課題 1 :: 本文のうち「表題作「阿Q正伝」では」で始まる段落を、主な事実を残して箇条書きに書き直しなさい。
課題 2 :: 本文によると、この本には表題作のほかに短編が何編収められているか。

本文 ::
* * * * *

1900年代初め、革命の混乱、新思想と儒教的思想とのぶつかり合いから生じる中国社会の陰鬱さをえぐり出した本書。表題作の他に12編の短編を含む。 儒教由来の封建社会が中国社会の病巣だよする魯迅は、農村社会の風景を切り取ることで、それを伝えようとした。 「狂人日記」では、儒教にお...

1900年代初め、革命の混乱、新思想と儒教的思想とのぶつかり合いから生じる中国社会の陰鬱さをえぐり出した本書。表題作の他に12編の短編を含む。 儒教由来の封建社会が中国社会の病巣だよする魯迅は、農村社会の風景を切り取ることで、それを伝えようとした。 「狂人日記」では、儒教における親を大事にする教え「孝」を例としている。人肉が薬用になるという俗信に基づく、「病気の父母には子が自分の肉を食わせなくては立派な人間ではない」という教えが儒教には存在する。 もちろん、これは親を敬う比喩でしかない。これを誤って理解し、自分も村人にいずれ食われるのだと思い込んだ狂人の手記を通して、儒教的な思想を痛烈に批判している。 元々つじつまの合わない破壊的な文体の手記が、「自分も食われる」という妄想を帯びるにつれ、恐怖感を露わにしていく様は、生々しく、戦慄させられる。妹の肉を食べたと思い込み、崩壊するラストシーンも衝撃的だ。 表題作「阿Q正伝」では、最底辺階級に属する阿Qを通して、中国農村社会の旧き悪しき習慣を切り取る。打破出来ない封建制度の根強さ、そして革命の到来が阿Qを絶望の道へと歩ませる。 近所の遊び人にボコボコにされても「せがれにやられたみたいなもんだ」などとほざく、異常なほどのポジティブシンカーである阿Q、一見、彼のこの性質を魅力的に捉えることが出来なくもない。 しかし、暴行されてる最中に「自分は虫ケラだ」と痛々しく許しを請い、その後すぐに「自分は自分を軽蔑できる第一人者だ」と言い放ち、意気揚々と去るその姿からは、病的な何かを感じ、寒気が走る。 儒教的な封建制度が、そんな阿Qを作り出してしまったとするならば、この時代にはびこる闇とそのパワーが圧倒的なものであったことを明確に物語っていることになる。 その他にも、「兎と猫」のような寓話的な世界に心の闇を映してみたり、「小さな出来事」のように訓示的なアプローチをとってみたりと、魯迅の作家としての意思が垣間見える。 しかし、全体的に文体が難しく、また註が多すぎて、ストーリーがつかみづらい。中国の制度や慣習を厳密に解説してくれているのはありがたいが、初心者には厳しい。何度も読み直してこそ得られるものがあるのかも。そういう意味で、星4つ。

* * * * *

記録一覧 ::
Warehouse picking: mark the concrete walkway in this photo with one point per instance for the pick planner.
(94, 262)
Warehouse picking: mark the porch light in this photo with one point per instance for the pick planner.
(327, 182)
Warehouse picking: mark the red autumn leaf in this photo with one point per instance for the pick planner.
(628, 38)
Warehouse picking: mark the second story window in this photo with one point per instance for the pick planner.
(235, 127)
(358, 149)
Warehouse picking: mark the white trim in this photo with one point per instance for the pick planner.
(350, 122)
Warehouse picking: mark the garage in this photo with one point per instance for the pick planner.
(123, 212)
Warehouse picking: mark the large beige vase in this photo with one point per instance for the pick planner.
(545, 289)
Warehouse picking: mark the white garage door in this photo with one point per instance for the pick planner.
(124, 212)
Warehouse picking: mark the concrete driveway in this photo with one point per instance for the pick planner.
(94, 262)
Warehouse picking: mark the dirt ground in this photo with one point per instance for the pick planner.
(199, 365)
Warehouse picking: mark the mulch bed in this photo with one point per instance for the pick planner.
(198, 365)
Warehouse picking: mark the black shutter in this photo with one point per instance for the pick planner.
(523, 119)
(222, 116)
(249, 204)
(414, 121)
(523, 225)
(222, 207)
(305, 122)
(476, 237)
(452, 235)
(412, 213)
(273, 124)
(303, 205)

* * * * *

解答 1 ::
- 表題作「阿Q正伝」は、最底辺階級に属する阿Qを通して、中国農村社会の旧き悪しき習慣を描いている。
- 打破できない封建制度の根強さと革命の到来が、阿Qを絶望の道へと歩ませる。

解答 2 :: 表題作のほかに12編の短編が収められている。